● **What needs to be done**
From the entries below, reproduce exactly the line containing "Report the position of each instance of the horse's front", the line containing "Target: flower arrangement", and every line in between, with nothing added.

+++ Input +++

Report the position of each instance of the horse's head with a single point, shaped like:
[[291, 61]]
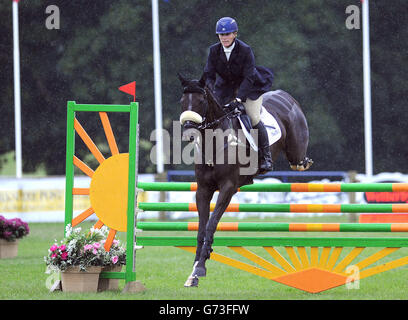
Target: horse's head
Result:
[[194, 104]]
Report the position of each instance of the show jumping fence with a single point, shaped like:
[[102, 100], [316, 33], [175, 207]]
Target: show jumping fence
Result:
[[312, 264]]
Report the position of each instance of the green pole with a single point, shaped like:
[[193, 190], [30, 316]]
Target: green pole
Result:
[[69, 166], [131, 223]]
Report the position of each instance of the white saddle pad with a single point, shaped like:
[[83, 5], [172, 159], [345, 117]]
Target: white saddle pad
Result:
[[271, 125]]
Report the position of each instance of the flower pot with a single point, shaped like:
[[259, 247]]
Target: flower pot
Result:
[[109, 284], [8, 249], [74, 280]]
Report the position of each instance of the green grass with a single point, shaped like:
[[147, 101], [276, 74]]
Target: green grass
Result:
[[8, 167], [163, 270]]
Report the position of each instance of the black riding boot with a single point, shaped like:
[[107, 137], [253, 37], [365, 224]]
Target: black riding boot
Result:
[[265, 156]]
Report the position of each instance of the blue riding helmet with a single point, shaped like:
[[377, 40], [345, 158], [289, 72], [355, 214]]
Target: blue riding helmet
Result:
[[226, 25]]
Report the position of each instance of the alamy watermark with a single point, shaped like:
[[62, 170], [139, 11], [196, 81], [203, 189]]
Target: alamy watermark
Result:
[[53, 19], [353, 18], [209, 146]]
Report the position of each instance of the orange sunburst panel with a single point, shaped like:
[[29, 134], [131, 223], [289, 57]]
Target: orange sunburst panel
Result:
[[83, 167], [320, 275], [82, 216], [88, 141], [99, 224], [109, 133]]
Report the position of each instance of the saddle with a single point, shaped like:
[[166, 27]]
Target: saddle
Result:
[[270, 123]]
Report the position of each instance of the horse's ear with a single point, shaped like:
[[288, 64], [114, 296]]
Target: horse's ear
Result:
[[182, 79], [202, 81]]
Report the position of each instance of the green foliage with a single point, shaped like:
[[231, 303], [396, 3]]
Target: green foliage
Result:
[[102, 45]]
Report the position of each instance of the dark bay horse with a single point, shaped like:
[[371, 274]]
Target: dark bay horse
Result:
[[201, 112]]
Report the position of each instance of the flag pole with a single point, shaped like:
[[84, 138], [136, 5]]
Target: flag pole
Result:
[[157, 86], [17, 97], [367, 90]]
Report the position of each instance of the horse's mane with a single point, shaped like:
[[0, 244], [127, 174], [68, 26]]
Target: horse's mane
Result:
[[198, 86]]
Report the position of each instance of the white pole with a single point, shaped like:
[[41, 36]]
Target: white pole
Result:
[[157, 86], [367, 90], [17, 98]]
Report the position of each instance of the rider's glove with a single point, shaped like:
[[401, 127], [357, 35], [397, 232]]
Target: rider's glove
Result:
[[234, 105]]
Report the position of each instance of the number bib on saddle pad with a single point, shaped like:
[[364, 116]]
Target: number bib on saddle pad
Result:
[[271, 125]]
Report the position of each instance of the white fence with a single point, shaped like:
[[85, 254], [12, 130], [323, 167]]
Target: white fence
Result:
[[42, 199]]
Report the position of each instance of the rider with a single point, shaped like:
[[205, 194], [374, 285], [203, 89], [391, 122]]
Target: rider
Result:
[[239, 80]]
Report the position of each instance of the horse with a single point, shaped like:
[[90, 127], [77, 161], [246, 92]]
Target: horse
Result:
[[201, 111]]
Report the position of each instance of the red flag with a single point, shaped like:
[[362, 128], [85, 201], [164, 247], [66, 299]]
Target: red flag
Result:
[[129, 88]]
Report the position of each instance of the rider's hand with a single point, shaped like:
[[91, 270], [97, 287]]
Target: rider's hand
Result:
[[236, 104]]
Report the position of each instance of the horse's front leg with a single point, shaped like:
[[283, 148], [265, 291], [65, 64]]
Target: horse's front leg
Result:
[[203, 199], [224, 198]]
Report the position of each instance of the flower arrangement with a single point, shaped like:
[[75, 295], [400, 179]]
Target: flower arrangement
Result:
[[83, 250], [13, 229]]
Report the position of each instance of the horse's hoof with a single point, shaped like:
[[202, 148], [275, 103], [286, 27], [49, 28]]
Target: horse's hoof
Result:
[[191, 282], [200, 272]]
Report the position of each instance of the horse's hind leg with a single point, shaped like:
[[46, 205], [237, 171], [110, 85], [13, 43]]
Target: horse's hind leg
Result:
[[303, 165], [297, 141], [224, 198], [203, 198]]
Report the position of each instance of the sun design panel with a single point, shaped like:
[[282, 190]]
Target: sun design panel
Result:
[[311, 269]]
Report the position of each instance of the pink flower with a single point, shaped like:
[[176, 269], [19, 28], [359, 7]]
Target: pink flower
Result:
[[88, 247]]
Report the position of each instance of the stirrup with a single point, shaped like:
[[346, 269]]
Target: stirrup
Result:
[[303, 165]]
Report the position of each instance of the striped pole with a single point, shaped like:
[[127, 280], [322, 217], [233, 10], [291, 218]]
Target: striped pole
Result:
[[284, 187], [277, 227], [283, 207]]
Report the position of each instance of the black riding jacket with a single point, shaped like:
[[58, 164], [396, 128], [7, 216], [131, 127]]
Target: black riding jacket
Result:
[[237, 77]]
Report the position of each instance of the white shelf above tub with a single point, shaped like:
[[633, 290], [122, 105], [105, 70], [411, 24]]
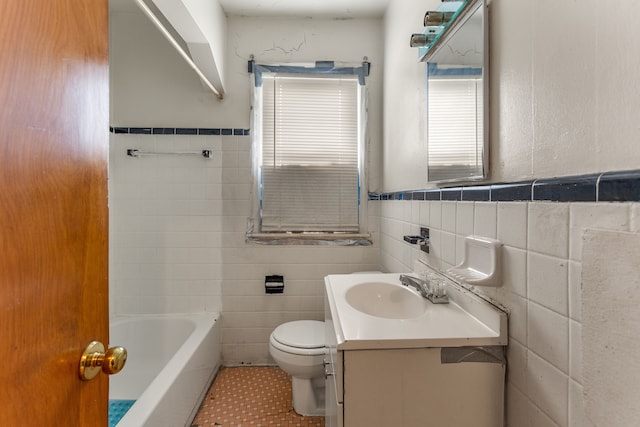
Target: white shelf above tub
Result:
[[482, 263]]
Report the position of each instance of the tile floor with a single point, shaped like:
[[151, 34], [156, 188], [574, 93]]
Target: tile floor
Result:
[[251, 396]]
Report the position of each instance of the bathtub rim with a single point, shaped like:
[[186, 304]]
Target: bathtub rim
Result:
[[153, 395]]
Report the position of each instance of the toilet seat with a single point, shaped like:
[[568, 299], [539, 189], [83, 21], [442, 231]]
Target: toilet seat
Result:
[[304, 337]]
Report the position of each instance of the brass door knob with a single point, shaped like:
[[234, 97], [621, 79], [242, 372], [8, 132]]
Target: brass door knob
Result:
[[95, 359]]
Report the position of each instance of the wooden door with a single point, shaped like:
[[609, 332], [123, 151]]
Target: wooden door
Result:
[[53, 209]]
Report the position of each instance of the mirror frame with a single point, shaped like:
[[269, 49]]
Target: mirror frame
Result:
[[460, 19]]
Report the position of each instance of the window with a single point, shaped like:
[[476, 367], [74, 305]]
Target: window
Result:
[[308, 150], [309, 166]]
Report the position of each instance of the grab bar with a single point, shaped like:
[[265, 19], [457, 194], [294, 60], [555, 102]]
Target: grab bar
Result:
[[133, 152]]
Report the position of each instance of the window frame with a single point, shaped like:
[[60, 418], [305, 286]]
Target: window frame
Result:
[[324, 69]]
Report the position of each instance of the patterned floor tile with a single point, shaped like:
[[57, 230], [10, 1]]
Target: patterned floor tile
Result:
[[251, 396]]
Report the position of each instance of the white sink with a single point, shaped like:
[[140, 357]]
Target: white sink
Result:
[[375, 311], [388, 300]]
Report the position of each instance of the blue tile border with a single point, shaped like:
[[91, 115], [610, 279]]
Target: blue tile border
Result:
[[179, 131], [623, 186]]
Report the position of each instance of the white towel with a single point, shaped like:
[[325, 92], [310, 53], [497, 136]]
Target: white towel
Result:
[[611, 328]]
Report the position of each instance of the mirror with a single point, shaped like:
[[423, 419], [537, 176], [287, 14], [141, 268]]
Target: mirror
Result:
[[457, 98]]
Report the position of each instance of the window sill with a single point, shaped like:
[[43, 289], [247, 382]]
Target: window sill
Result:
[[333, 239]]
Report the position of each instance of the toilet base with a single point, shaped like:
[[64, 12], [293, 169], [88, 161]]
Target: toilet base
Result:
[[308, 396]]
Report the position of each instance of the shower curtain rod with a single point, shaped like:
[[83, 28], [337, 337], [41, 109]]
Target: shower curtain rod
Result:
[[133, 152]]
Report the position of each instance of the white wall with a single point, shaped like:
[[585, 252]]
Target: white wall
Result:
[[178, 225], [564, 91], [542, 264]]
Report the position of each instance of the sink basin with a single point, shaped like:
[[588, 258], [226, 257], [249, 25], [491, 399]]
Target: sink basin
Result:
[[386, 300]]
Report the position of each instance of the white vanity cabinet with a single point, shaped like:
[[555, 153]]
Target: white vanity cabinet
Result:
[[407, 383]]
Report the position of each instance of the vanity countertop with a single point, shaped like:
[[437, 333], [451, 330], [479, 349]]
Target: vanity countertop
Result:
[[467, 320]]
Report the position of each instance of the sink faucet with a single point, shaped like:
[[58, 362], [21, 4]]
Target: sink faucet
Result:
[[436, 296], [415, 282]]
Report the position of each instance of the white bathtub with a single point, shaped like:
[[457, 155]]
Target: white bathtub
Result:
[[171, 362]]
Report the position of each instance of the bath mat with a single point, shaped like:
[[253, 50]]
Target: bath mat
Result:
[[610, 325], [117, 409]]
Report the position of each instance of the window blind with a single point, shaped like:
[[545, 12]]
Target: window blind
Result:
[[455, 126], [309, 161]]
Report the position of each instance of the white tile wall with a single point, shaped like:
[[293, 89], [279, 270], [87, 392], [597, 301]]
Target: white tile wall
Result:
[[178, 243], [541, 287]]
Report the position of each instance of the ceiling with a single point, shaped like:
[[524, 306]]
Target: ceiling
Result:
[[285, 8]]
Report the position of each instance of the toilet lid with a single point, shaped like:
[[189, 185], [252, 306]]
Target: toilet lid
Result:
[[301, 334]]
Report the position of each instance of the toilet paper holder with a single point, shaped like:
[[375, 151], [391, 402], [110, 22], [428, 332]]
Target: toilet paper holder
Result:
[[274, 284]]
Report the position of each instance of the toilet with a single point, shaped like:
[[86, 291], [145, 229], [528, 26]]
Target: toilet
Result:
[[298, 349]]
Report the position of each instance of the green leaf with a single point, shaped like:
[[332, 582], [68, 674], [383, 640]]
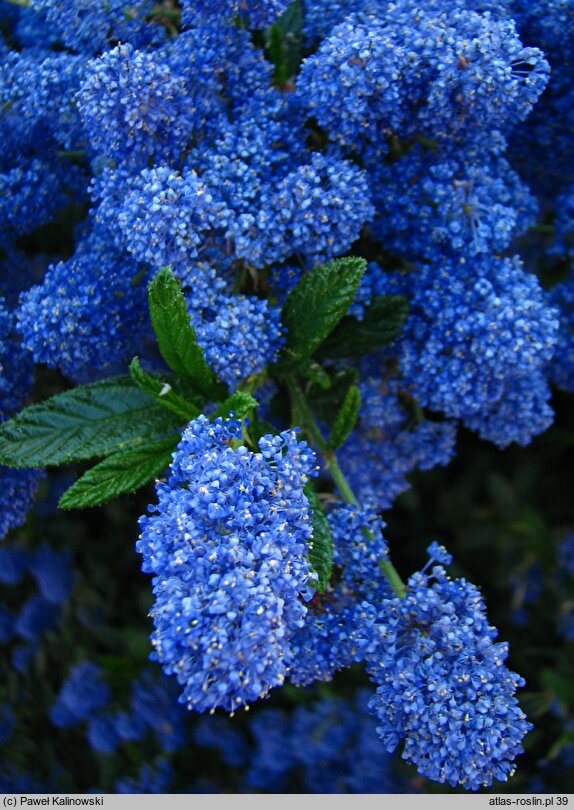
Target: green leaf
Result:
[[284, 43], [321, 549], [176, 337], [326, 405], [88, 421], [239, 403], [316, 373], [317, 304], [346, 418], [120, 473], [381, 324], [161, 389]]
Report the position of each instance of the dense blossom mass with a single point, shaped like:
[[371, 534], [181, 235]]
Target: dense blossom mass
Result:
[[241, 149], [227, 545]]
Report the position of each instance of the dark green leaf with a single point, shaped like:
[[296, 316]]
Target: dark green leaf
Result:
[[313, 371], [327, 404], [120, 473], [239, 403], [176, 337], [381, 324], [321, 550], [346, 418], [161, 389], [317, 304], [88, 421]]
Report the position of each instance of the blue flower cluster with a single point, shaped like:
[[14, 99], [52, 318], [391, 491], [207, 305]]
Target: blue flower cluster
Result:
[[227, 545], [440, 72], [338, 625], [72, 322], [394, 441], [465, 201], [477, 344], [196, 135], [443, 686], [329, 744]]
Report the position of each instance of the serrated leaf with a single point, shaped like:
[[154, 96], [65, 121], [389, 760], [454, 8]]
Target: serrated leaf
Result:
[[176, 337], [239, 403], [381, 324], [317, 304], [120, 473], [321, 552], [88, 421], [256, 430], [284, 43], [161, 389], [346, 418], [327, 404], [316, 373]]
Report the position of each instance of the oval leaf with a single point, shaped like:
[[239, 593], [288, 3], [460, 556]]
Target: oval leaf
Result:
[[346, 418], [120, 473], [321, 548], [317, 304], [88, 421], [175, 335]]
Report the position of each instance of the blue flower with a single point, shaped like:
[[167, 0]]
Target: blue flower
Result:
[[443, 686], [227, 544]]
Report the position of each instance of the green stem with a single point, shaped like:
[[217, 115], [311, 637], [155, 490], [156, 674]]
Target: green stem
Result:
[[310, 424]]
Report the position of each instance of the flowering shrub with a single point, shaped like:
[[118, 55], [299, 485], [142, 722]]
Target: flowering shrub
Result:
[[296, 266]]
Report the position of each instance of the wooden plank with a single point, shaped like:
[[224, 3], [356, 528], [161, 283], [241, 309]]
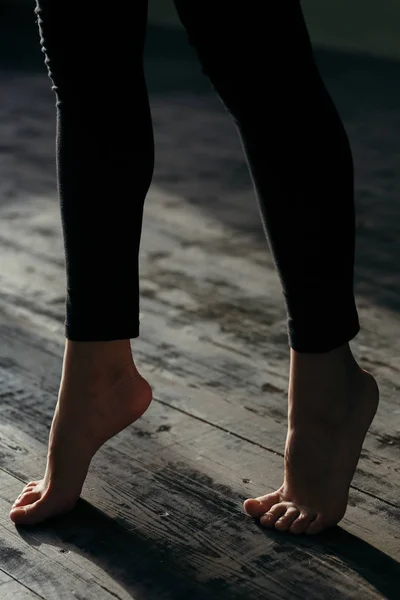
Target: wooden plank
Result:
[[194, 349], [10, 589]]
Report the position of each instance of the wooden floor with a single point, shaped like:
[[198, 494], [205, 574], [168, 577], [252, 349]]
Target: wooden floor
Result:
[[160, 515]]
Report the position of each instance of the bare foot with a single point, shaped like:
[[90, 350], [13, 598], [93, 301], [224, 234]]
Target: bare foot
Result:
[[332, 402], [101, 393]]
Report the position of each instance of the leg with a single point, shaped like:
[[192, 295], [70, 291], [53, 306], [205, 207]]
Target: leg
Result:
[[104, 150], [301, 165]]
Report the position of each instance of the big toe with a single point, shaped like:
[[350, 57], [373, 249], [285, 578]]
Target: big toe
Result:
[[28, 514], [42, 509], [27, 497], [256, 507]]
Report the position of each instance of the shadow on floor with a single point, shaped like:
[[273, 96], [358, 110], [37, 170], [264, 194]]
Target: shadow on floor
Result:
[[198, 154], [157, 569]]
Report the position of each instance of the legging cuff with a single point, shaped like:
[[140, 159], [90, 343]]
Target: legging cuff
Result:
[[82, 332], [317, 331]]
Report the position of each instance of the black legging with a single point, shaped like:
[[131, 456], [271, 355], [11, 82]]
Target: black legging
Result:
[[259, 59]]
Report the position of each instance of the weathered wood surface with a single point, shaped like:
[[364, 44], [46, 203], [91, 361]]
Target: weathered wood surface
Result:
[[161, 510]]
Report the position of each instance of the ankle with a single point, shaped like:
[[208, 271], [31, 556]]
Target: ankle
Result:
[[97, 361], [322, 386]]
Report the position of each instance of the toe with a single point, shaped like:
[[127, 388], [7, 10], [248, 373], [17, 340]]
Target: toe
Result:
[[27, 497], [256, 507], [284, 522], [30, 514], [302, 522], [276, 512]]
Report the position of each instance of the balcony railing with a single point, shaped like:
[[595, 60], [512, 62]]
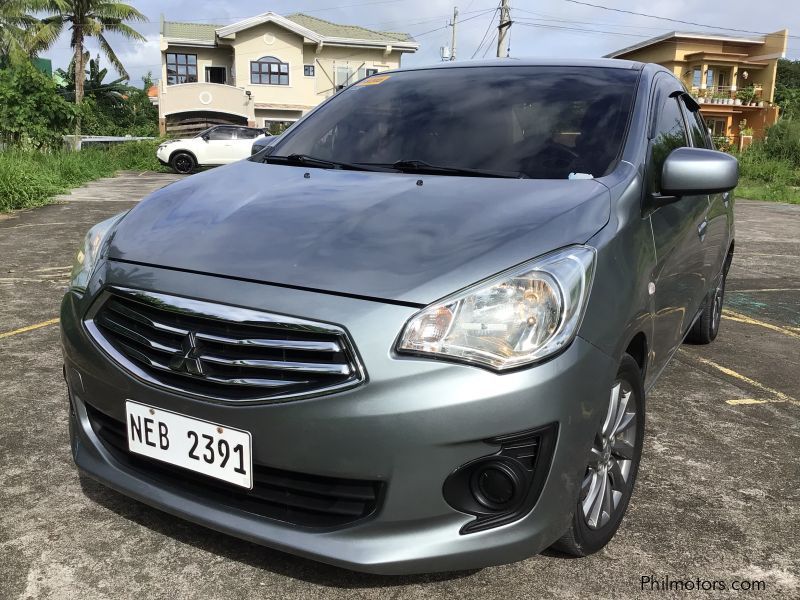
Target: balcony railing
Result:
[[731, 95], [212, 97]]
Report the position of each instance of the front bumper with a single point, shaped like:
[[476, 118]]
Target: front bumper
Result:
[[410, 425]]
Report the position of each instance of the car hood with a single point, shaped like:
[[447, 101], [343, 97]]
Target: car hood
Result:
[[397, 237]]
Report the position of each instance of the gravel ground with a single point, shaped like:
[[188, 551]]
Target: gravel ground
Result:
[[717, 496]]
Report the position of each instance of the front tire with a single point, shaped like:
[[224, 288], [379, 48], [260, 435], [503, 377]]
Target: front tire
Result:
[[612, 465], [183, 163]]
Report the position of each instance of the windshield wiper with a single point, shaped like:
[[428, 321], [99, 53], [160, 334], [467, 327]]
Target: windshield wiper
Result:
[[420, 166], [306, 160]]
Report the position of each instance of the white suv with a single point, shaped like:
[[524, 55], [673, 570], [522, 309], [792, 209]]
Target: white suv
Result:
[[218, 145]]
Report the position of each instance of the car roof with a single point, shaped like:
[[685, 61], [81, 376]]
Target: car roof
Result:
[[608, 63]]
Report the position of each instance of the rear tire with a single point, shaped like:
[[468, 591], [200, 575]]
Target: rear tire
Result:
[[183, 163], [706, 328], [612, 466]]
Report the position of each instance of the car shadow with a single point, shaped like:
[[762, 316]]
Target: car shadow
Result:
[[245, 552]]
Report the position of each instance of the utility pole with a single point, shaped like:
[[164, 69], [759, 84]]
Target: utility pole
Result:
[[453, 25], [502, 28]]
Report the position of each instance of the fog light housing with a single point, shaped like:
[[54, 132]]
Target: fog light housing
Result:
[[496, 485], [504, 486]]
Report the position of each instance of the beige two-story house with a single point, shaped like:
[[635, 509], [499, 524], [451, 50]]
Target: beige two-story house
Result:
[[265, 71], [732, 77]]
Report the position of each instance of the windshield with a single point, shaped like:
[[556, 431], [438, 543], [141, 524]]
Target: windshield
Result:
[[541, 122], [205, 131]]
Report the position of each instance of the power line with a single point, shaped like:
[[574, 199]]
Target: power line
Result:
[[491, 22], [694, 23], [489, 45]]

+++

● **Finished task**
Report the position of each instance of the horse's front leg with a single point, shaped like:
[[283, 148], [265, 291], [65, 64]]
Target: horse's front leg
Result:
[[203, 199], [224, 198]]
Report the position of each instance of the flower arrangement with a single point, shaped like:
[[75, 295], [400, 179]]
Target: flower arrangement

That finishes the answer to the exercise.